## Direction
Extract every line in the records below that contains the word "metal", matching case exactly.

## Supplied records
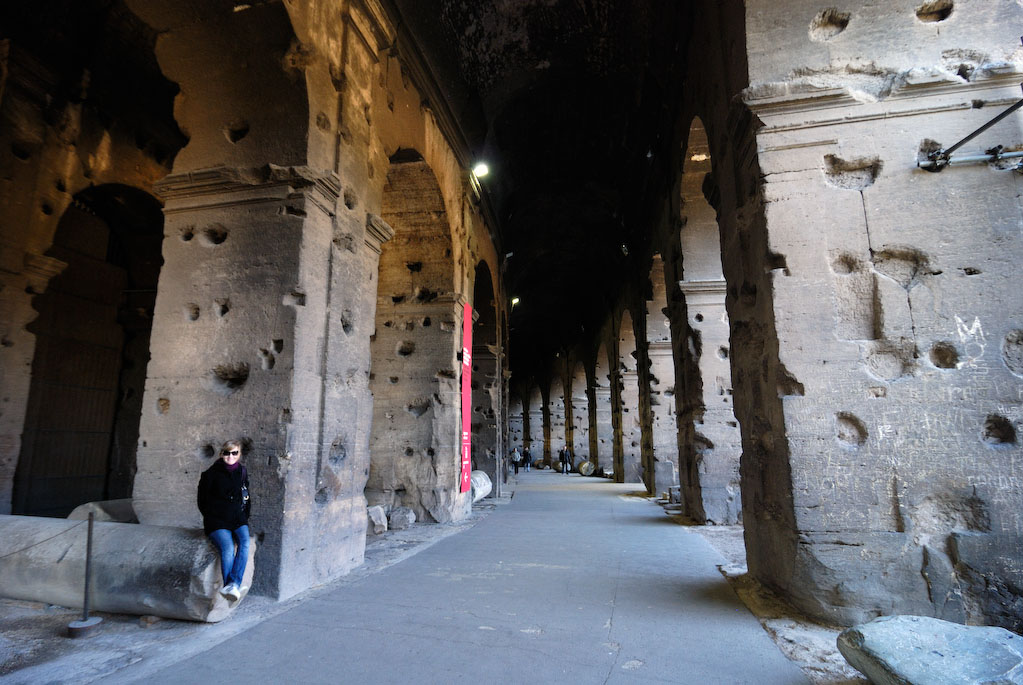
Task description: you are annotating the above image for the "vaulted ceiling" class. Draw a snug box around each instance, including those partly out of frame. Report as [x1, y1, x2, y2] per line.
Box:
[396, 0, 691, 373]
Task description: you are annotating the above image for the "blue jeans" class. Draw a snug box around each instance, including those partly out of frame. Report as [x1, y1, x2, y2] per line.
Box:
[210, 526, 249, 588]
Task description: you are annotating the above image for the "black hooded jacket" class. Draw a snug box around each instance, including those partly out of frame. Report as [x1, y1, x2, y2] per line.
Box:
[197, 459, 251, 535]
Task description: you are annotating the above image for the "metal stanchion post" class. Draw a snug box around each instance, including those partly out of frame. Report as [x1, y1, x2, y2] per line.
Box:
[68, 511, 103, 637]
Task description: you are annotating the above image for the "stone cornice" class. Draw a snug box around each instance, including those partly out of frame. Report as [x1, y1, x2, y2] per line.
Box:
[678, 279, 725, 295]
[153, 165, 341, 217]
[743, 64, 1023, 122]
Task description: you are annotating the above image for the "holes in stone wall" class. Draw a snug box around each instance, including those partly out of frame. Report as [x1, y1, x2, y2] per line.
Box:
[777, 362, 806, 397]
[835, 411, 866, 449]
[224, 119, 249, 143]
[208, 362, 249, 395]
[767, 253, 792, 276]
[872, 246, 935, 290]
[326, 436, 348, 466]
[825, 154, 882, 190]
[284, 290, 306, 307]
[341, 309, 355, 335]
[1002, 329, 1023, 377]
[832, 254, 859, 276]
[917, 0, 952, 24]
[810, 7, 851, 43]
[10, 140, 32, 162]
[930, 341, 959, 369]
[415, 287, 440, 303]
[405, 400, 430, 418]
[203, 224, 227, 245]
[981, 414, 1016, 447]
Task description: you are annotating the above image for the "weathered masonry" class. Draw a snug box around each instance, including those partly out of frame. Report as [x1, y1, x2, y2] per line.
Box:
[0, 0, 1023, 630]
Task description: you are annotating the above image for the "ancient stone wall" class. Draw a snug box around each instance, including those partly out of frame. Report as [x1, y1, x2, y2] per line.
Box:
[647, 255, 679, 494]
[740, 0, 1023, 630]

==

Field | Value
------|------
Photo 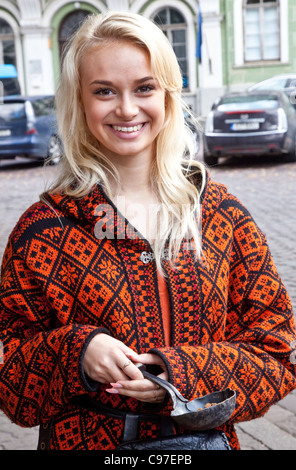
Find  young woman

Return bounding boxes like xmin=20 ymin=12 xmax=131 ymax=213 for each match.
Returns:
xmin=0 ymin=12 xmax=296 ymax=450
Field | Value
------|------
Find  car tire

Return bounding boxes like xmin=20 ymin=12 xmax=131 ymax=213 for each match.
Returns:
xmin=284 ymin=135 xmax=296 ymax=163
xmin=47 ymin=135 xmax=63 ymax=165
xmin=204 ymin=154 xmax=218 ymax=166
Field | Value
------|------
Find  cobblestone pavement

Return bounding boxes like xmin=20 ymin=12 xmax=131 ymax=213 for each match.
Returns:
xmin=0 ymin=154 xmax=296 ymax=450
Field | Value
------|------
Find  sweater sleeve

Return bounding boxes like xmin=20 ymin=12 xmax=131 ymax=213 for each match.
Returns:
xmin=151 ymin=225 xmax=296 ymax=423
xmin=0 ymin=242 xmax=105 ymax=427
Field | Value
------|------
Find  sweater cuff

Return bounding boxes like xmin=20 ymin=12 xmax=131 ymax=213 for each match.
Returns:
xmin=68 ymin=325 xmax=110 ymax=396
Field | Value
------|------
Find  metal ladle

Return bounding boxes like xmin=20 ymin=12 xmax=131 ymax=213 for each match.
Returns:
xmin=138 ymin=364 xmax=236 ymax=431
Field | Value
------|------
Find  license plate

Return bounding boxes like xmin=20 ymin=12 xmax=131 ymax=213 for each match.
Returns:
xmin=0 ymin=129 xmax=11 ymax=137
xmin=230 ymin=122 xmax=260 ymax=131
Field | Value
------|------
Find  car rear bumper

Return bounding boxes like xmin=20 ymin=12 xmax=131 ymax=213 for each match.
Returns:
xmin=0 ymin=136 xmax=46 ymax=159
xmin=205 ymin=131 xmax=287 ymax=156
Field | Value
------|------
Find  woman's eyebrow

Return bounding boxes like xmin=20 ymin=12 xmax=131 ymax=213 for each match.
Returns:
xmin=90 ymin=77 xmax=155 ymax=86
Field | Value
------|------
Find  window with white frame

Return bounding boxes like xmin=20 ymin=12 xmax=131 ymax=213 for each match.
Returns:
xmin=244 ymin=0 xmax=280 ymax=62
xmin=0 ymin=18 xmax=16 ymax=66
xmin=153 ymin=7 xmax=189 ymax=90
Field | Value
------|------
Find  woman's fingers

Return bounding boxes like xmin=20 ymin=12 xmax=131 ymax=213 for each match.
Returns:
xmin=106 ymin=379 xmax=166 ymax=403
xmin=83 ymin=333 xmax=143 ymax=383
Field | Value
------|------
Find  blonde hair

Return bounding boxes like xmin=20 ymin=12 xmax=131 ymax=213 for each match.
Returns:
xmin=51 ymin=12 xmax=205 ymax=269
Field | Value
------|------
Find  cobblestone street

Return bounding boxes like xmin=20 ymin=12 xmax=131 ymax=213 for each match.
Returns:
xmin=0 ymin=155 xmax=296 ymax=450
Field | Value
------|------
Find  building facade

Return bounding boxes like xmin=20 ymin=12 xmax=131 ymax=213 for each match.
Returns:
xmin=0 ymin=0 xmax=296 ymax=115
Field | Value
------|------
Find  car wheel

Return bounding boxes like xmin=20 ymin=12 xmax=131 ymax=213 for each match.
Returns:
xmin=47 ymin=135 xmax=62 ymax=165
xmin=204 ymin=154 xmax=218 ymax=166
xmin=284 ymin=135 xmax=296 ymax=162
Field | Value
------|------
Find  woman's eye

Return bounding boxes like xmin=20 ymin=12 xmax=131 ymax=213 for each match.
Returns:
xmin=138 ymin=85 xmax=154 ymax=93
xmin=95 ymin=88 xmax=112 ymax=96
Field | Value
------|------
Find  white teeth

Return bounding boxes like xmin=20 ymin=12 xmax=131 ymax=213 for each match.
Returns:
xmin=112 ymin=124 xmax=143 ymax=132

## Output
Task description: you are annotating the above image for the "metal stanchion post" class. Draw a snug box around each instance, including those partly out of frame. Report as [x1, y1, x2, y2] per line.
Find  metal ladle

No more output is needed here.